=== BRANO DEL DOCUMENTO ===
§

Le banane devono essere lunghe più di 14 centimetri. La curvatura dei cetrioli non può superare i 10 millimetri. E il diametro “giusto” delle vongole è 2,5 centimetri. Norme strampalate? Macché. Si tratta di indicazioni che valgono in tutti gli Stati dell’Unione europea: direttive solitamente ritenute l’emblema della iper-regolamentazione che affligge le istituzioni comunitarie, tanto pignole su questioni di poco conto quanto inefficienti su temi più seri come l’immigrazione o la politica militare.
Ma sono davvero leggi inutili? Lo abbiamo chiesto agli esperti.
COSA C'É DIETRO QUESTE NORME? «L’Unione europea, prima che come entità politica, è nata negli anni ’50 come unione commerciale tra Stati, sulla base della libera circolazione delle merci» spiega Dario Dongo, docente di Diritto alimentare all’università Bicocca di Milano e fondatore del sito Great italian food trade, che promuove la cultura agroalimentare italiana. «Significa che i Paesi che fanno parte dell’Ue, per poter vendere i propri prodotti sul mercato, hanno dovuto darsi delle regole comuni, fissando le misure e gli standard di qualità degli alimenti».

§

Puoi trascrivere alla lettera la parte del brano sulle norme europee per gli alimenti, qui sopra, che comincia con «Le banane devono» e prosegue fino a «chiesto agli esperti.»?

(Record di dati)
§

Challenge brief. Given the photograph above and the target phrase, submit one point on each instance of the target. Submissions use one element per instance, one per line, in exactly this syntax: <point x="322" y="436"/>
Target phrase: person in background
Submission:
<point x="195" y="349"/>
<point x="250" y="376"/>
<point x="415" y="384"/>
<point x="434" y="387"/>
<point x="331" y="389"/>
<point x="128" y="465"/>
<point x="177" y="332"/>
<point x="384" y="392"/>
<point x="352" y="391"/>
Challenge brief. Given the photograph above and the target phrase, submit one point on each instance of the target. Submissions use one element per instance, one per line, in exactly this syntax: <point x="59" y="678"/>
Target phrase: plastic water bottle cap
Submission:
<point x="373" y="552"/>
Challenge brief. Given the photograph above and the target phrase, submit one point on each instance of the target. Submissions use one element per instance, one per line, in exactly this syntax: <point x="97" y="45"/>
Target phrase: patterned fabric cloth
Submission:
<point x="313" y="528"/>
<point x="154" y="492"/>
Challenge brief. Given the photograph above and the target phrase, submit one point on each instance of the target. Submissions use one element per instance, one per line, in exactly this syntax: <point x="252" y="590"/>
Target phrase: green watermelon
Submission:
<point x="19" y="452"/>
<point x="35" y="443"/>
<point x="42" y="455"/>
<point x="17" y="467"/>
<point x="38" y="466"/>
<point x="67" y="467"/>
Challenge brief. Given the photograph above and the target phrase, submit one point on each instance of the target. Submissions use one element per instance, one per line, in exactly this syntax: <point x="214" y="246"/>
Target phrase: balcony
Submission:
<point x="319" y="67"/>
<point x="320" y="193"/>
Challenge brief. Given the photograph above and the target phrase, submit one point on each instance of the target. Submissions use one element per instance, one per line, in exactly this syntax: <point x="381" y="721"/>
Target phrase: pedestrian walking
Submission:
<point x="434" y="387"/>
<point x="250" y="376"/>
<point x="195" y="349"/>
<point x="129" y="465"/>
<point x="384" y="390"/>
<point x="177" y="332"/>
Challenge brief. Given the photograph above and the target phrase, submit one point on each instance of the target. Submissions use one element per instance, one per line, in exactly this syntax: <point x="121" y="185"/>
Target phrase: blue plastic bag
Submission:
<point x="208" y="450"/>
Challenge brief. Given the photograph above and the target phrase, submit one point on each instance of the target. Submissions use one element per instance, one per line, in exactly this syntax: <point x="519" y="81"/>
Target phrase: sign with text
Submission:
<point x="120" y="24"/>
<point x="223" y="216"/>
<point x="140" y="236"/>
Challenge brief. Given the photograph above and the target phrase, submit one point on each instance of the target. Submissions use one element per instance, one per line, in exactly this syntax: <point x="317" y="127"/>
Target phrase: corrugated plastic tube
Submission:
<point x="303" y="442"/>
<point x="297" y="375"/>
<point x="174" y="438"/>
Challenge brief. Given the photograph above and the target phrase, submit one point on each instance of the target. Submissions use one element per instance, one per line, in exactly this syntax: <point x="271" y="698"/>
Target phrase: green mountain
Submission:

§

=== RISPOSTA COMPLETA ===
Le banane devono essere lunghe più di 14 centimetri. La curvatura dei cetrioli non può superare i 10 millimetri. E il diametro “giusto” delle vongole è 2,5 centimetri. Norme strampalate? Macché. Si tratta di indicazioni che valgono in tutti gli Stati dell’Unione europea: direttive solitamente ritenute l’emblema della iper-regolamentazione che affligge le istituzioni comunitarie, tanto pignole su questioni di poco conto quanto inefficienti su temi più seri come l’immigrazione o la politica militare.
Ma sono davvero leggi inutili? Lo abbiamo chiesto agli esperti.